Extracted data →
=== Begin Enclosure ===

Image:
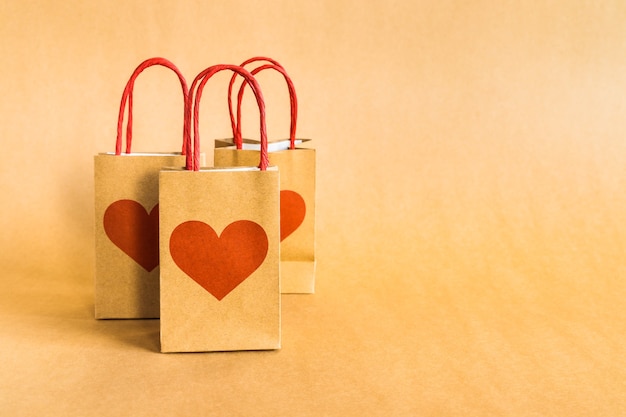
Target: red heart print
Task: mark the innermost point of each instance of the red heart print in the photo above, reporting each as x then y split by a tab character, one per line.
218	263
292	211
130	227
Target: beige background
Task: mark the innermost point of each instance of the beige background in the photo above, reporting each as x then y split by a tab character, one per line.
471	208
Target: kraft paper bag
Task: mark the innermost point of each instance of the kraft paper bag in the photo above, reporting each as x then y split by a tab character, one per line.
219	247
127	216
297	184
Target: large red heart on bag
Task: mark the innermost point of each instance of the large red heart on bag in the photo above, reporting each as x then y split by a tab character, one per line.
135	231
292	212
219	263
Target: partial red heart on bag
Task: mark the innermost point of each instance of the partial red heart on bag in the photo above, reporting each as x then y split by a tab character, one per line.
297	178
135	231
219	263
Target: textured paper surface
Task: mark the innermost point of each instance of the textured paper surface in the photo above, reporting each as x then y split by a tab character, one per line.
248	317
485	275
297	174
124	288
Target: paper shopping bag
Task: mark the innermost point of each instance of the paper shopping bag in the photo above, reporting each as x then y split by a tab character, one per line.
219	246
127	216
297	184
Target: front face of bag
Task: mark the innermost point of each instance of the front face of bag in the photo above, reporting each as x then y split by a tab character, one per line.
219	234
297	211
126	234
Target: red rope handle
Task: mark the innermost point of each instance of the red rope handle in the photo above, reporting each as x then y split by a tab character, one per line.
202	78
293	100
237	138
127	96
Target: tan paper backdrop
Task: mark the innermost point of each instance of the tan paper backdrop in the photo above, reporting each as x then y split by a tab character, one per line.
471	212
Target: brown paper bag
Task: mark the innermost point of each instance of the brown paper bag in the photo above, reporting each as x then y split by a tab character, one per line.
219	246
297	184
126	218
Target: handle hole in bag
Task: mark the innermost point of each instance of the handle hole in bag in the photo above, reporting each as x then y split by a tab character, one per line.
127	102
193	108
230	93
293	104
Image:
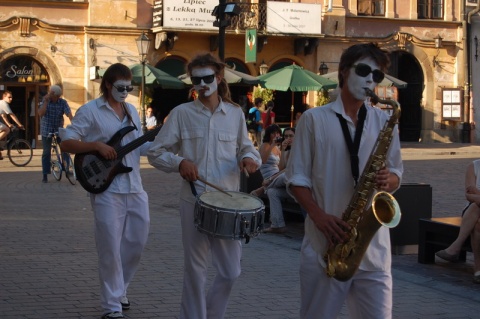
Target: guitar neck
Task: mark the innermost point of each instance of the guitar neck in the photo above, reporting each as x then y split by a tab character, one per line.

=== End Enclosure ===

Task item → Should a line in the material contain "guitar", copy it.

Solution to this problem →
Target: guitar neck
Task: mark the innermost point of each instance of the guitar neck in the photo above, reporting each as x then y split by a tab character, one per line.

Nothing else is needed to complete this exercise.